Reproduce the stretch of the patch discussion from "Ok, I'll test" through "4/6 instead (Dan)" word for word.

* Selected passage
BEGIN
Ok, I'll test it out today and let you know if it works.

Thanks,
Ben
Ben Cheatham Feb. 12, 2024, 2:13 p.m. UTC | #6
On 2/10/24 7:15 PM, Dan Williams wrote:
> [ Cc all the signers of 709f3cbd652e ("ACPI: APEI: EINJ: Refactor
> available_error_type_show()") ]
> 
> Ben Cheatham wrote:
>> v11 Changes:
>> 	- Drop patch 2/6 (Add CXL protocol error defines) and put the
>> 	  defines in patch 4/6 instead (Dan)
>> 	- Add Dan's reviewed-by
>>
>> v10 Changes:
>> 	- Fixups in EINJ module initializtion (Dan)
>> 	- Add include/linux/einj-cxl.h to MAINTAINERS under CXL subsystem
>> 	  (Dan)
>> 	- Replace usages of IS_ENABLED(CONFIG_CXL_EINJ) with new
>> 	  einj_is_initialized() function in cxl/core/port.c (Dan)
END
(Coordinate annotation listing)
BEGIN
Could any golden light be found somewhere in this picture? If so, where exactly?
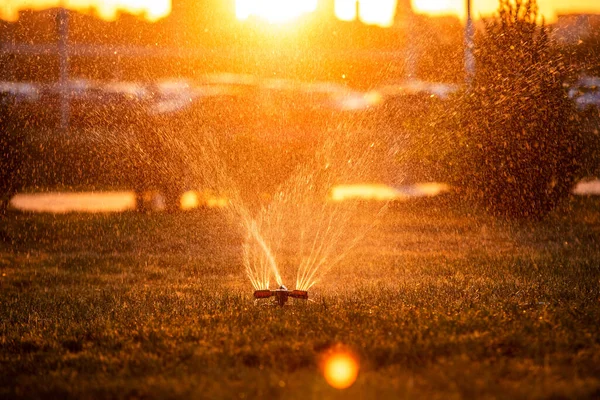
[0,0,171,21]
[412,0,465,15]
[335,0,396,26]
[322,350,359,389]
[235,0,318,23]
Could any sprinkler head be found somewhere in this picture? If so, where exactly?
[254,285,308,307]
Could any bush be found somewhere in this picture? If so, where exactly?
[454,0,584,218]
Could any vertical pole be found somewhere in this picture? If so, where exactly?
[465,0,475,88]
[57,7,70,134]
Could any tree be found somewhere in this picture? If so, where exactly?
[455,0,583,218]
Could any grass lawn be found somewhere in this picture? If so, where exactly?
[0,198,600,399]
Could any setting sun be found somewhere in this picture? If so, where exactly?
[335,0,396,26]
[323,351,358,389]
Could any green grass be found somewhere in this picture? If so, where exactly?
[0,198,600,399]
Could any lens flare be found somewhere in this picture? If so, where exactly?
[323,350,359,389]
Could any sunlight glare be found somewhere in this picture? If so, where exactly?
[323,351,358,389]
[335,0,396,26]
[413,0,464,15]
[235,0,318,23]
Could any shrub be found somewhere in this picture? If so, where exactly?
[454,0,584,218]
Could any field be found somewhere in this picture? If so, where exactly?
[0,197,600,399]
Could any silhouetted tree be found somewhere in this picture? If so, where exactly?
[455,0,584,218]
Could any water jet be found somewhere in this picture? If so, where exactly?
[254,285,308,307]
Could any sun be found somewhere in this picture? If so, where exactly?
[335,0,396,26]
[322,350,359,389]
[235,0,318,23]
[412,0,464,15]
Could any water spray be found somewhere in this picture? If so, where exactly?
[254,285,308,307]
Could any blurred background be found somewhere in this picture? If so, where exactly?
[0,0,600,214]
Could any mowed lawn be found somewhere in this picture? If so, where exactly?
[0,198,600,399]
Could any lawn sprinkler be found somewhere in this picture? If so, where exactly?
[254,285,308,307]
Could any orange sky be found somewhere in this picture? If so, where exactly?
[0,0,600,26]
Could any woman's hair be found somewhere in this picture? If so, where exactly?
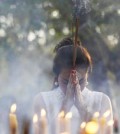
[53,38,92,76]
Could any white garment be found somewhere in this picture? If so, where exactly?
[34,87,113,134]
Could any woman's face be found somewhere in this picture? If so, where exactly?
[58,68,88,92]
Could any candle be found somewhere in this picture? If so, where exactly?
[99,110,110,134]
[9,104,18,134]
[33,114,39,134]
[65,112,72,134]
[85,121,99,134]
[40,109,48,134]
[57,111,66,134]
[80,122,86,134]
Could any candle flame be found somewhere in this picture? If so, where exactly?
[107,120,114,126]
[33,114,38,123]
[65,112,72,119]
[41,109,46,117]
[10,104,17,113]
[93,112,100,118]
[58,111,65,118]
[85,121,99,134]
[80,122,86,129]
[103,110,110,118]
[99,117,106,126]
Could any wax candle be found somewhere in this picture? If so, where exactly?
[40,109,48,134]
[65,112,72,134]
[57,111,65,134]
[33,114,39,134]
[9,104,18,134]
[80,122,86,134]
[99,110,110,134]
[85,121,99,134]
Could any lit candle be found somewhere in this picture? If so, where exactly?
[85,121,99,134]
[80,122,86,134]
[9,104,18,134]
[65,112,72,134]
[57,111,65,134]
[33,114,39,134]
[99,110,110,134]
[40,109,48,134]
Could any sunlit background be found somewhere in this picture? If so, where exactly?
[0,0,120,134]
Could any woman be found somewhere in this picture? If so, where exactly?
[34,38,112,134]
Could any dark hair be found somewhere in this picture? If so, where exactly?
[53,38,92,76]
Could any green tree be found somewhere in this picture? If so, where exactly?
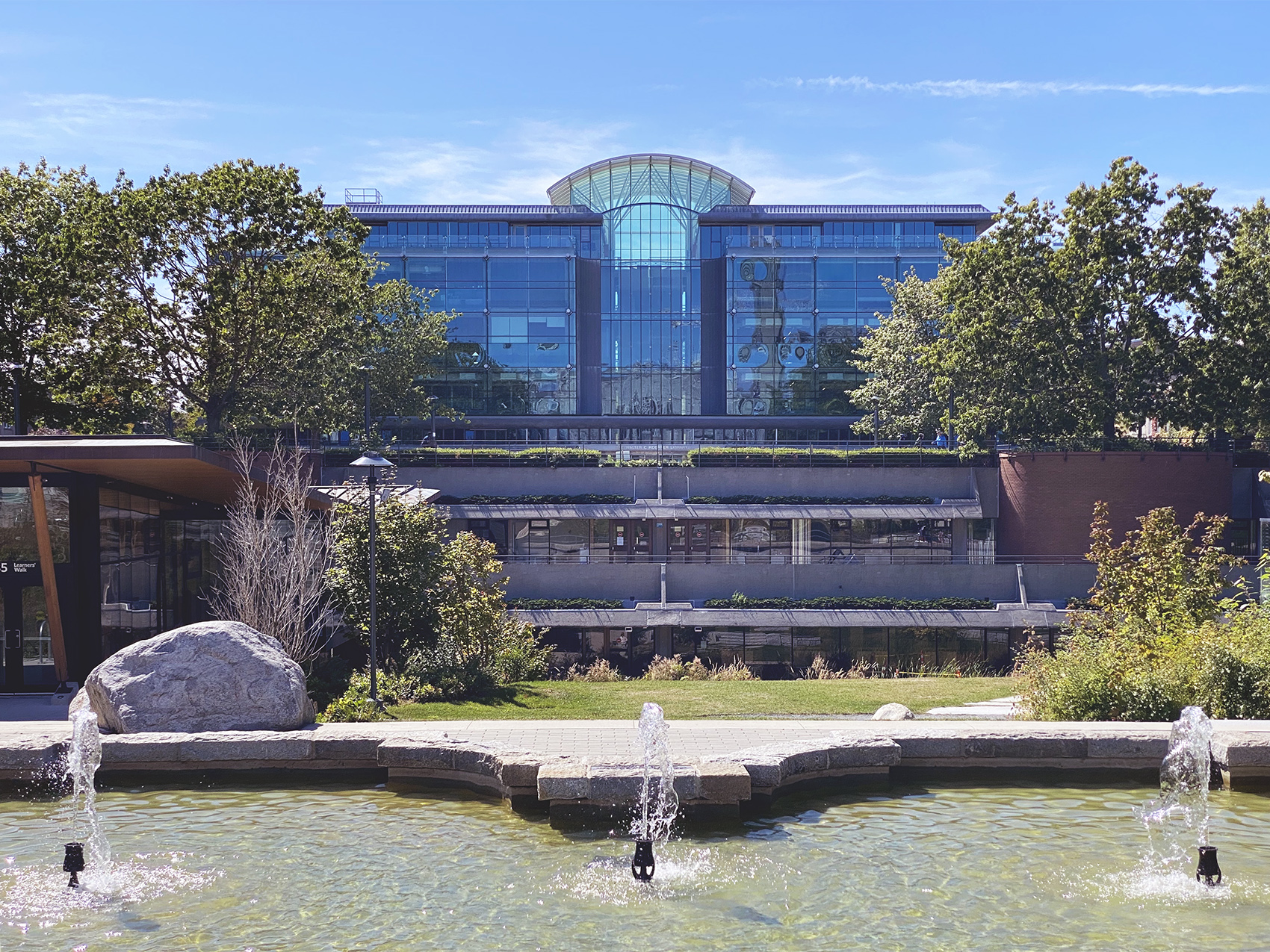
[1176,198,1270,437]
[326,490,446,662]
[113,160,377,435]
[925,159,1228,441]
[1086,503,1243,642]
[851,272,947,439]
[0,161,152,432]
[353,281,459,434]
[408,532,550,697]
[1020,503,1254,721]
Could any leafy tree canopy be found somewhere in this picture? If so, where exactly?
[0,161,154,433]
[923,159,1230,442]
[851,272,947,439]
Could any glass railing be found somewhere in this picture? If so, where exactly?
[726,235,944,250]
[362,235,578,252]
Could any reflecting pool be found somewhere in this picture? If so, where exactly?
[0,785,1270,952]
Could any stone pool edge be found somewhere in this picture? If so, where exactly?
[0,721,1270,819]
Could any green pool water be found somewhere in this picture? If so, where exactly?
[0,785,1270,952]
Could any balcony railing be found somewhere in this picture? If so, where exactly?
[726,235,944,252]
[362,235,578,252]
[498,553,1088,567]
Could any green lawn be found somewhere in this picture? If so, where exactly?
[390,678,1016,721]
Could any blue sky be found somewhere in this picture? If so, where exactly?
[0,2,1270,207]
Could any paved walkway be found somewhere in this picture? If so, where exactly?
[0,694,71,721]
[926,694,1020,721]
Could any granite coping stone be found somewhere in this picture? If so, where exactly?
[537,759,749,805]
[1213,731,1270,769]
[0,736,69,774]
[102,731,314,767]
[707,735,900,791]
[0,721,1270,800]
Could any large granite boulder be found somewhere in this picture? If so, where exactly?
[874,702,913,721]
[84,622,314,734]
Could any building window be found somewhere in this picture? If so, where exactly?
[98,489,161,656]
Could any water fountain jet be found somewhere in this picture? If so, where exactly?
[1136,707,1221,886]
[631,702,680,883]
[62,843,84,889]
[1195,847,1221,886]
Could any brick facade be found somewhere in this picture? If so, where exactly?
[997,452,1232,556]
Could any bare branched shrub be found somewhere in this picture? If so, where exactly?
[644,655,688,680]
[710,662,758,680]
[211,441,332,665]
[566,658,624,682]
[802,655,851,680]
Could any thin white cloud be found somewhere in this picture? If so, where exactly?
[350,121,621,205]
[756,76,1270,99]
[0,93,220,165]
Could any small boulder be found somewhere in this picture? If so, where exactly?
[874,703,913,721]
[86,622,314,734]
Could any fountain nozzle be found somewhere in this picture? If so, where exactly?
[1195,847,1221,886]
[62,843,84,886]
[631,839,657,883]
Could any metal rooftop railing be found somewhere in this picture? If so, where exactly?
[726,235,944,250]
[707,205,993,218]
[332,202,599,218]
[344,188,383,205]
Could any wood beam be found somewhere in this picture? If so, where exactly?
[28,473,70,683]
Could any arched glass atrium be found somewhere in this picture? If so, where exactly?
[350,155,992,429]
[548,155,755,417]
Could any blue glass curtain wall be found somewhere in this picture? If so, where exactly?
[379,251,578,415]
[725,252,942,417]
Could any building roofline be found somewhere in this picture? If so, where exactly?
[701,205,994,227]
[326,203,604,225]
[548,152,755,208]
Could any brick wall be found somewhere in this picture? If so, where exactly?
[997,452,1232,556]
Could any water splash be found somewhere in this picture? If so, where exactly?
[1134,707,1213,874]
[66,709,111,874]
[631,702,680,843]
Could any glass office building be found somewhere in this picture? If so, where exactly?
[348,155,992,430]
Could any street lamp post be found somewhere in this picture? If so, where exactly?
[350,451,392,709]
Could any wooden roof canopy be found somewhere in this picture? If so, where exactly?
[0,437,334,509]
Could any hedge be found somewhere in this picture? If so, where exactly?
[686,497,935,505]
[705,595,996,612]
[437,493,635,505]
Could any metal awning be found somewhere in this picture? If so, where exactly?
[515,602,1067,629]
[447,499,983,519]
[0,437,332,509]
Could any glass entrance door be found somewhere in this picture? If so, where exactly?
[0,584,58,691]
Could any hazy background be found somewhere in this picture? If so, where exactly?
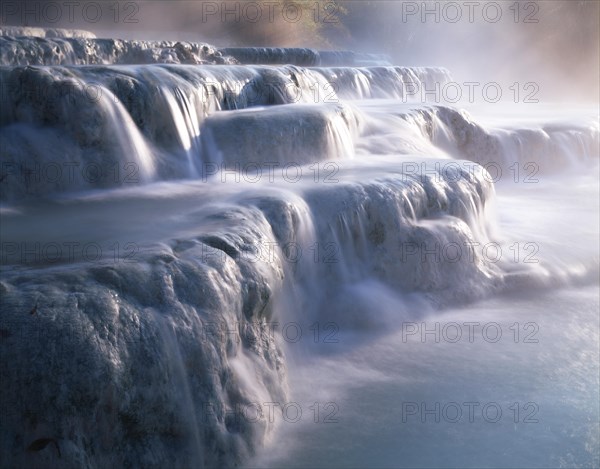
[1,0,600,100]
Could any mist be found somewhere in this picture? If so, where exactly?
[2,0,600,101]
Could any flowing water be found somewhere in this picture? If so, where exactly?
[0,33,600,467]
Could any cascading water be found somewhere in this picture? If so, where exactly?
[0,19,600,467]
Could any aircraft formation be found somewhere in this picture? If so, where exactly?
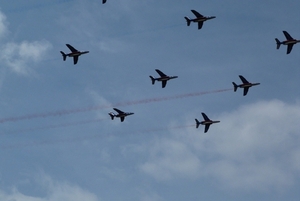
[54,4,300,133]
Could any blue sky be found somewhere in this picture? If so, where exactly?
[0,0,300,201]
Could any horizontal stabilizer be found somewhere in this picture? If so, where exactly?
[184,17,191,26]
[275,38,281,49]
[149,75,155,84]
[60,51,67,61]
[108,112,115,120]
[195,119,200,128]
[232,82,238,92]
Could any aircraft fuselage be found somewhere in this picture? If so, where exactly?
[115,113,134,118]
[155,76,178,81]
[281,40,300,45]
[67,51,89,57]
[200,121,220,125]
[191,16,216,22]
[238,83,260,88]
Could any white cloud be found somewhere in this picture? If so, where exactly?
[0,175,99,201]
[0,9,52,75]
[0,40,52,75]
[140,100,300,191]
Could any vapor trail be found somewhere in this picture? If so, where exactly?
[0,88,232,123]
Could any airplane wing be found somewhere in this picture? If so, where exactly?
[244,87,249,96]
[191,10,203,18]
[155,69,167,77]
[66,44,79,52]
[282,31,294,40]
[195,119,200,128]
[120,117,125,122]
[201,112,210,121]
[286,44,294,54]
[204,124,210,133]
[239,75,249,84]
[73,56,78,65]
[198,22,203,29]
[113,108,124,114]
[161,80,167,88]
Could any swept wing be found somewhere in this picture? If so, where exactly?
END
* Final result
Ok, I'll test it out today and let you know if it works.

Thanks,
Ben
Ben Cheatham Feb. 12, 2024, 2:13 p.m. UTC | #6
On 2/10/24 7:15 PM, Dan Williams wrote:
> [ Cc all the signers of 709f3cbd652e ("ACPI: APEI: EINJ: Refactor
> available_error_type_show()") ]
> 
> Ben Cheatham wrote:
>> v11 Changes:
>> 	- Drop patch 2/6 (Add CXL protocol error defines) and put the
>> 	  defines in patch 4/6 instead (Dan)